◆ Records shown:
>>

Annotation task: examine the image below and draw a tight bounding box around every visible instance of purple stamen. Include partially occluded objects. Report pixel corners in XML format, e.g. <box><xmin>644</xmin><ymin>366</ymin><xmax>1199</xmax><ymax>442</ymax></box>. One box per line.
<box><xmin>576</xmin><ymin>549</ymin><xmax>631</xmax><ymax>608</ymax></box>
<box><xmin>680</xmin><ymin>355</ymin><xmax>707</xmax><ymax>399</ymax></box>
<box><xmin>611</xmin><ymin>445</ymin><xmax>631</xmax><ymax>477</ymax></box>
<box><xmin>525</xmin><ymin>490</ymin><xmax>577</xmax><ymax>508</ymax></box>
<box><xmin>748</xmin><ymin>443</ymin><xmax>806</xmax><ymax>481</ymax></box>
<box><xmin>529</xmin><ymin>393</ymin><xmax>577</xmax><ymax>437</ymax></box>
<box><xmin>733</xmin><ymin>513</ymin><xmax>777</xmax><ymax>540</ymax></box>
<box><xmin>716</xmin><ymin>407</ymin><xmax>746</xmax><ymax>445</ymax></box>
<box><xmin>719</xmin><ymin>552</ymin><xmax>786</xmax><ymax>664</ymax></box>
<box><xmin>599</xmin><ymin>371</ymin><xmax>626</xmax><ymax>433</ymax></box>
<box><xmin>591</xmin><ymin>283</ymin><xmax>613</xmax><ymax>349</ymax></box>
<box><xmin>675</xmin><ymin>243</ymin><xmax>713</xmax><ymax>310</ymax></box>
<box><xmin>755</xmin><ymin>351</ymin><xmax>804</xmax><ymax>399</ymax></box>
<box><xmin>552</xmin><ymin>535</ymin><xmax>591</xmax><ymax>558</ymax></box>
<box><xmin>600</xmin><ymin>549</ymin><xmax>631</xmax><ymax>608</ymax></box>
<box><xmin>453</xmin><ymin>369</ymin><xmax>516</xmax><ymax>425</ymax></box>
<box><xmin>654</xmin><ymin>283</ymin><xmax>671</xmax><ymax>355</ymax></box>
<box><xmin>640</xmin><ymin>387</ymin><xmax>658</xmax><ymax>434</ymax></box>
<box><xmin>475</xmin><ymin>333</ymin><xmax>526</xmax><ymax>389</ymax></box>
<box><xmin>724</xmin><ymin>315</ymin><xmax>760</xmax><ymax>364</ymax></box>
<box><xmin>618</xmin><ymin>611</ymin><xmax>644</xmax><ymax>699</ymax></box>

<<
>>

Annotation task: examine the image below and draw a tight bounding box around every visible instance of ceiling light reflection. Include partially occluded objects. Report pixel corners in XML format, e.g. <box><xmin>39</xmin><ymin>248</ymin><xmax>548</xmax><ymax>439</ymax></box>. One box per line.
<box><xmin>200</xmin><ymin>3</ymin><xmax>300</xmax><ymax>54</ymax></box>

<<
>>

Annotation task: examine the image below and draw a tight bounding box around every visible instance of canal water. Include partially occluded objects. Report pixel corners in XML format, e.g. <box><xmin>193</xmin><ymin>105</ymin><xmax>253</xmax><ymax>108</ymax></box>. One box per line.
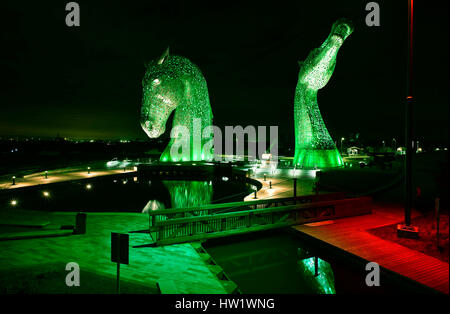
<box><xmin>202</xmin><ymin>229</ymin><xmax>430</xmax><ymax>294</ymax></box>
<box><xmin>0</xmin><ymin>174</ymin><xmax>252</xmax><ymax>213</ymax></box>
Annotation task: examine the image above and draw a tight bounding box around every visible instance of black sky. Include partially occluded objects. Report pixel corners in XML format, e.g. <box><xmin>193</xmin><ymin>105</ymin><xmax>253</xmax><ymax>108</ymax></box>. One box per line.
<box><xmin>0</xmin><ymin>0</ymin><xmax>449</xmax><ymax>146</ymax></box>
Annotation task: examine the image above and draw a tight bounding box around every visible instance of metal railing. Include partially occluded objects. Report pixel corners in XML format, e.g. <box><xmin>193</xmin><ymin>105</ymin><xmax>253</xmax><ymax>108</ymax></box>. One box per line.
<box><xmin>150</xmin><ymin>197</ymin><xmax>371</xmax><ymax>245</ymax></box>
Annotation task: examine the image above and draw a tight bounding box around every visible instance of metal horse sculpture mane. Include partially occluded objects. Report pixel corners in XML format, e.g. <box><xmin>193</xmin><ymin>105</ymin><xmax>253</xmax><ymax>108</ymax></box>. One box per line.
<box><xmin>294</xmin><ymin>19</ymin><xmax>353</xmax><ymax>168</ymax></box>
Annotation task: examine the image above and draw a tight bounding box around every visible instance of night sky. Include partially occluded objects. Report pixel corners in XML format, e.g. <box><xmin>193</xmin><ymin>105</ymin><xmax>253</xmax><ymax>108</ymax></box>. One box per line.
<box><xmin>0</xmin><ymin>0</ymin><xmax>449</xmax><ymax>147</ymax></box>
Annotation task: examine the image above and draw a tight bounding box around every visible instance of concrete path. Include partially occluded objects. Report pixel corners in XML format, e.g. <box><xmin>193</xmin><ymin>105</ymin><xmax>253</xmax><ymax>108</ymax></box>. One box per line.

<<

◆ Problem description: Edit the items starting with the line with "instance of canal" and going on through the line with "instance of concrete": replace "tight" with "close-fitting" and leave everything else unchanged. Give back only those lines, and leave the pictures out.

◆ Solution:
Annotation task: examine the image below and draw a close-fitting bounding box around every visible instance of canal water. Include partially occluded objects. Report pixel corners in XML format, e.g. <box><xmin>193</xmin><ymin>105</ymin><xmax>253</xmax><ymax>108</ymax></box>. One box per line.
<box><xmin>202</xmin><ymin>229</ymin><xmax>430</xmax><ymax>294</ymax></box>
<box><xmin>0</xmin><ymin>174</ymin><xmax>252</xmax><ymax>213</ymax></box>
Annotation task: examine the image above and draw a close-fitting bounding box around every visible instance of black sky. Include partially occluded objects. Report pixel corners in XML format, e.g. <box><xmin>193</xmin><ymin>105</ymin><xmax>253</xmax><ymax>108</ymax></box>. One box per line.
<box><xmin>0</xmin><ymin>0</ymin><xmax>449</xmax><ymax>146</ymax></box>
Annotation task: examine the image above and draw a close-fitting bounding box around every visible instance of metal railing. Include partially occluded objects. Report pixel corners in XML format, e.g. <box><xmin>193</xmin><ymin>105</ymin><xmax>253</xmax><ymax>108</ymax></box>. One box per line.
<box><xmin>150</xmin><ymin>197</ymin><xmax>371</xmax><ymax>245</ymax></box>
Annotation task: examine the image above and draw a close-fitting bounding box around every visible instance of metal horse sculpture mane. Include partially occluded objects. Report pixel corners in XML format, e.g. <box><xmin>193</xmin><ymin>105</ymin><xmax>253</xmax><ymax>108</ymax></box>. One box per line.
<box><xmin>294</xmin><ymin>19</ymin><xmax>353</xmax><ymax>168</ymax></box>
Annotation task: examine the image above and draw a close-fitting bounding box around every visible instance of night sky. Include partially occluded objects. Report pixel corners in XML format, e.g. <box><xmin>193</xmin><ymin>105</ymin><xmax>253</xmax><ymax>108</ymax></box>. One box per line.
<box><xmin>0</xmin><ymin>0</ymin><xmax>449</xmax><ymax>147</ymax></box>
Annotation task: examine the image above and draw a close-fitting bounding box around every visible instance of concrete path. Include partially occluded objects. Report pixel corners in XML format, e.g. <box><xmin>193</xmin><ymin>105</ymin><xmax>253</xmax><ymax>108</ymax></box>. One box per line.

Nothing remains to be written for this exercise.